TAREFA A ::
Converta em tabela Markdown as linhas dos registros, começando pela linha com "In this photo, where can the vegetation" e seguindo até a linha com "pixel 146 240", sem as linhas em branco. Use as colunas Número, com a posição de cada linha na tabela, e Linha, com o texto dela.

------ TEXTO DE LEITURA

Há um culto a KENJI MIZOGUCHI (1898 – 1956). Jean-Luc Godard, nos seus tempos de crítico, foi o guardião do mito. Traumatizado pela falência familiar, que levou os pais a vender sua irmã a uma casa de gueixas, o cineasta japonês construiu uma carreira marcada pela indignação, perseguindo sentimentos em estado de pureza: honra, dever, lealdade, amor e justiça. Poucas vezes o cinema viu em um autor tamanho rigor formal com igual medida de extremismo moral. Nele, a noção de sacrifício decorre naturalmente da necessidade de expurgação, único meio que seus personagens encontram para superar a corrupção humana.

O autor do clássico “Contos da Lua Vaga” (1953) viveu um importante período de transição cinematográfica, passando da fase do cinema mudo ao falado, e do preto-ebranco ao colorido. Dos seus filmes da fase muda, destacam-se algumas obras-primas e já se notam  características que iriam nortear as seus dramas mais importantes: ênfase em costumes emocionais tipicamente japoneses, influência do expressionismo alemão, e interesse por mulheres reprimidas, seus sacrifícios e sabedoria.

ayako wakao e mizoguchi
Em 1897, plateias do Japão tomaram conhecimento de uma nova forma de entretenimento, através da demonstração do sistema de projeção de filmes da Vitascope, empresa norte-americana. O primeiro filme produzido no país foi o documentário de curta-metragem “Geisha no Teodori”, em 1899. Enquanto no mundo inteiro o cinema era mudo, no Japão os filmes eram parcialmente sonorizados com a presença do benshi, uma pessoa que reproduzia os diálogos do filme, interpretando as vozes dos vários personagens durante a projeção – uma espécie de dublador ao vivo. Os filmes japoneses desse período em geral retratam aventuras de samurais injustiçados, e o principal expoente dessa época foi o trabalho de KENJI MIZOGUCHI.

------------
------ REGISTROS DO CONJUNTO

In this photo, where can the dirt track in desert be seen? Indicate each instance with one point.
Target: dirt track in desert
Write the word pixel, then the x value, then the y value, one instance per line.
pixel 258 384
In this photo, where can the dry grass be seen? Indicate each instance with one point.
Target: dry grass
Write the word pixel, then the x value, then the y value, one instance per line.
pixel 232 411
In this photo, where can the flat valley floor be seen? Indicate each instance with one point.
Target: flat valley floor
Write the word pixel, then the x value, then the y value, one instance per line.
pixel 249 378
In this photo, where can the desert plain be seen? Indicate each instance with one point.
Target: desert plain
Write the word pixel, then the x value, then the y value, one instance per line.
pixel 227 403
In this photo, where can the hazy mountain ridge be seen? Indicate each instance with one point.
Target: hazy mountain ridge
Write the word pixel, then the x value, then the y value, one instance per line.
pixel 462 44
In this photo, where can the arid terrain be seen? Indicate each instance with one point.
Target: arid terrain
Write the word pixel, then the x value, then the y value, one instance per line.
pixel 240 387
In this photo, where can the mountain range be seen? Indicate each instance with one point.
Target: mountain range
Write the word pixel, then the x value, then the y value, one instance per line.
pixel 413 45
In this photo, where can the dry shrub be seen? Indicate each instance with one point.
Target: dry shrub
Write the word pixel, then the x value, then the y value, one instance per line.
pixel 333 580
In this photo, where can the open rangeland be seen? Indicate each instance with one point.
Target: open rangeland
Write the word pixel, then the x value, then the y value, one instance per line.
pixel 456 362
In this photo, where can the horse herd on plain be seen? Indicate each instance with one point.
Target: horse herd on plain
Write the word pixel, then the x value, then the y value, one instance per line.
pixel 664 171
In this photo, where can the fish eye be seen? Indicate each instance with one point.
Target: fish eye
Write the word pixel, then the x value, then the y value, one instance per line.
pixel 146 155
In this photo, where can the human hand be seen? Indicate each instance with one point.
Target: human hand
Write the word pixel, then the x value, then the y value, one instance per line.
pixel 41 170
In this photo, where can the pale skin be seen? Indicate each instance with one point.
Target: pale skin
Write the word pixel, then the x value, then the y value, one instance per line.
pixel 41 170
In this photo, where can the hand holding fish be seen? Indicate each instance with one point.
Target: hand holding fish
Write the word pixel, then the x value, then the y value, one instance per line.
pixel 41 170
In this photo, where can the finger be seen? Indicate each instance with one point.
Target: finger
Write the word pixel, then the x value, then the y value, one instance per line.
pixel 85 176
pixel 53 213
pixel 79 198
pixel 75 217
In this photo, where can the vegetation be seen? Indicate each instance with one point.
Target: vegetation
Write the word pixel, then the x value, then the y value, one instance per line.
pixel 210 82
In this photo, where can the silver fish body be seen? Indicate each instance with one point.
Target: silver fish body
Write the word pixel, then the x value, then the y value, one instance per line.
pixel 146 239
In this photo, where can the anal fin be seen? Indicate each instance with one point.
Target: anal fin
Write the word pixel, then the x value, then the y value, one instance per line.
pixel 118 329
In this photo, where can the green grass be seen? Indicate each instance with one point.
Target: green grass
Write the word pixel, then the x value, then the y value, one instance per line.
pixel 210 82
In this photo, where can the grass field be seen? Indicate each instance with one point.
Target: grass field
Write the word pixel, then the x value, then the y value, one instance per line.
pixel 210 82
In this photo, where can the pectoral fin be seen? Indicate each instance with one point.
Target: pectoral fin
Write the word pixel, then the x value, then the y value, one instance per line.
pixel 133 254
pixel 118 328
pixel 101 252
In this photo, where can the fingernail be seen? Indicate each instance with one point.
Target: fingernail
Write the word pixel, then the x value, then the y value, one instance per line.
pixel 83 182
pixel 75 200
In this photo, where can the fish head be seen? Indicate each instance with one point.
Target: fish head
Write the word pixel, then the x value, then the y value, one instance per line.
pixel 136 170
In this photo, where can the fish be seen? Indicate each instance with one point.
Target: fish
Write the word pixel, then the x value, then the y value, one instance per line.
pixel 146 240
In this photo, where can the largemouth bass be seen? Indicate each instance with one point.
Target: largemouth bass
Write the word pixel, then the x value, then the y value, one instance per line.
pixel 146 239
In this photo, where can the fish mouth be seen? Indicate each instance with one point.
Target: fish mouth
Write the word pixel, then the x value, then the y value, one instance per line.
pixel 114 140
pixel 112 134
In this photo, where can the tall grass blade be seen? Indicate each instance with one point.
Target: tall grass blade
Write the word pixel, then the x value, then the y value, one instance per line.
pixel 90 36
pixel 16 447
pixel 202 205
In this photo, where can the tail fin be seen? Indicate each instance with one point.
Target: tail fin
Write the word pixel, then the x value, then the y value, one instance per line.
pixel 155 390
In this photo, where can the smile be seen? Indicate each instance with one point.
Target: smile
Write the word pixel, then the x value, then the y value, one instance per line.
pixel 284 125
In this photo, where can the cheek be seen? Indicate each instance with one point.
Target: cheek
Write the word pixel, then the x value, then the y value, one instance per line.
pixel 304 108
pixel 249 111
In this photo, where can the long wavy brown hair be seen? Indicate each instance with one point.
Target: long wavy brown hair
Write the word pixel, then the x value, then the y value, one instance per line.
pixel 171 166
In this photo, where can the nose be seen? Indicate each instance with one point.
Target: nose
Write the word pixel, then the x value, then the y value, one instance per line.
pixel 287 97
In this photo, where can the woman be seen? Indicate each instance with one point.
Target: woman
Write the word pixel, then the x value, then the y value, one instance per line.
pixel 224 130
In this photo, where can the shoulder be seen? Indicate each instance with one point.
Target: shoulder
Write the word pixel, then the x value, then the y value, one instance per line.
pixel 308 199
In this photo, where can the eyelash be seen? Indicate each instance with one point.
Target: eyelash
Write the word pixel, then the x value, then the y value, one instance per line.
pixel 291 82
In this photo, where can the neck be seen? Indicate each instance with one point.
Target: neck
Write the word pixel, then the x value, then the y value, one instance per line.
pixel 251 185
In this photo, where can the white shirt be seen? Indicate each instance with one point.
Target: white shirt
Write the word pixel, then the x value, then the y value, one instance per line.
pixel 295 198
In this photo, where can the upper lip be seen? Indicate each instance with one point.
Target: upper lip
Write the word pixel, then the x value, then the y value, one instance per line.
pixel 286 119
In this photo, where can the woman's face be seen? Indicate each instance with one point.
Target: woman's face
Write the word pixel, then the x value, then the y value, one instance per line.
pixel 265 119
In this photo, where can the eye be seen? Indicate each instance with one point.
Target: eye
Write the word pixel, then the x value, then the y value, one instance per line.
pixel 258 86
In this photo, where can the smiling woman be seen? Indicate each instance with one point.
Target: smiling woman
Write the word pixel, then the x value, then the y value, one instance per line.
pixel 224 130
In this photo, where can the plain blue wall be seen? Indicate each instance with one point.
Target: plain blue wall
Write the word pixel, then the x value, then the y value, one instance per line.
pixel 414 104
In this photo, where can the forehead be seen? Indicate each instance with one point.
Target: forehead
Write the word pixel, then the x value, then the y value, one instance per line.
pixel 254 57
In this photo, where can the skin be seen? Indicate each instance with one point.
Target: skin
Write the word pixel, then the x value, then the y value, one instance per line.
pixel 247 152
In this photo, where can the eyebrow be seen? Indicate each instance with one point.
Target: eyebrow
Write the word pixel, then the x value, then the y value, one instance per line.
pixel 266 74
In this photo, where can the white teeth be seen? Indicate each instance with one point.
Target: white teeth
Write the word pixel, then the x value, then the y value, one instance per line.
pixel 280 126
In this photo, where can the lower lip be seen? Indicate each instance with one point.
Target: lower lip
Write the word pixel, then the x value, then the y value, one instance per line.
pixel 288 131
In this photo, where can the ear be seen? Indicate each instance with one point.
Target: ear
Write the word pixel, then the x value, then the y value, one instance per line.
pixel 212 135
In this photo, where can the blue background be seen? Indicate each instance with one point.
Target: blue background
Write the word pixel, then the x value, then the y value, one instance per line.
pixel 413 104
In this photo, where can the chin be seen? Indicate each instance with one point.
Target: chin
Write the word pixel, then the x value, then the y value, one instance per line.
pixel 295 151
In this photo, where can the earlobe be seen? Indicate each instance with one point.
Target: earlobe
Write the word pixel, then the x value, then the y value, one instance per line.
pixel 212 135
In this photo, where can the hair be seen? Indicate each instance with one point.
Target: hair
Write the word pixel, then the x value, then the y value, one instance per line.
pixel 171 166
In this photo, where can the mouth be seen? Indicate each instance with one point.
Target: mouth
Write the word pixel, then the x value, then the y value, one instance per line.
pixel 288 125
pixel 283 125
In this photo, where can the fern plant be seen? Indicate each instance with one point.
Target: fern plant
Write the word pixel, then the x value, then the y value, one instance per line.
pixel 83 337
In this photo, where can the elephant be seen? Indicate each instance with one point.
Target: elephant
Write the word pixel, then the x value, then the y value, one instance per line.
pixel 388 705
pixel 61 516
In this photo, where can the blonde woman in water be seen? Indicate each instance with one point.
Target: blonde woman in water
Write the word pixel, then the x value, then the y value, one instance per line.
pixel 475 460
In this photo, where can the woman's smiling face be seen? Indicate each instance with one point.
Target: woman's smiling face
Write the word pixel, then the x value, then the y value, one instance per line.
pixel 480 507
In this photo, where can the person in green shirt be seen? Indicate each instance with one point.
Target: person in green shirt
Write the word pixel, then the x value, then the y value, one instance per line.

------------

TAREFA B ::
De acordo com o texto sobre Kenji Mizoguchi, qual foi o primeiro filme produzido no Japão?

RESPOSTA CORRETA A ::
| Número | Linha |
|---|---|
| 1 | In this photo, where can the vegetation be seen? Indicate each instance with one point. |
| 2 | Target: vegetation |
| 3 | Write the word pixel, then the x value, then the y value, one instance per line. |
| 4 | pixel 210 82 |
| 5 | In this photo, where can the silver fish body be seen? Indicate each instance with one point. |
| 6 | Target: silver fish body |
| 7 | Write the word pixel, then the x value, then the y value, one instance per line. |
| 8 | pixel 146 239 |
| 9 | In this photo, where can the anal fin be seen? Indicate each instance with one point. |
| 10 | Target: anal fin |
| 11 | Write the word pixel, then the x value, then the y value, one instance per line. |
| 12 | pixel 118 329 |
| 13 | In this photo, where can the green grass be seen? Indicate each instance with one point. |
| 14 | Target: green grass |
| 15 | Write the word pixel, then the x value, then the y value, one instance per line. |
| 16 | pixel 210 82 |
| 17 | In this photo, where can the grass field be seen? Indicate each instance with one point. |
| 18 | Target: grass field |
| 19 | Write the word pixel, then the x value, then the y value, one instance per line. |
| 20 | pixel 210 82 |
| 21 | In this photo, where can the pectoral fin be seen? Indicate each instance with one point. |
| 22 | Target: pectoral fin |
| 23 | Write the word pixel, then the x value, then the y value, one instance per line. |
| 24 | pixel 133 254 |
| 25 | pixel 118 328 |
| 26 | pixel 101 252 |
| 27 | In this photo, where can the fingernail be seen? Indicate each instance with one point. |
| 28 | Target: fingernail |
| 29 | Write the word pixel, then the x value, then the y value, one instance per line. |
| 30 | pixel 83 182 |
| 31 | pixel 75 200 |
| 32 | In this photo, where can the fish head be seen? Indicate each instance with one point. |
| 33 | Target: fish head |
| 34 | Write the word pixel, then the x value, then the y value, one instance per line. |
| 35 | pixel 136 170 |
| 36 | In this photo, where can the fish be seen? Indicate each instance with one point. |
| 37 | Target: fish |
| 38 | Write the word pixel, then the x value, then the y value, one instance per line. |
| 39 | pixel 146 240 |

RESPOSTA CORRETA B ::
O documentário de curta-metragem “Geisha no Teodori”, de 1899.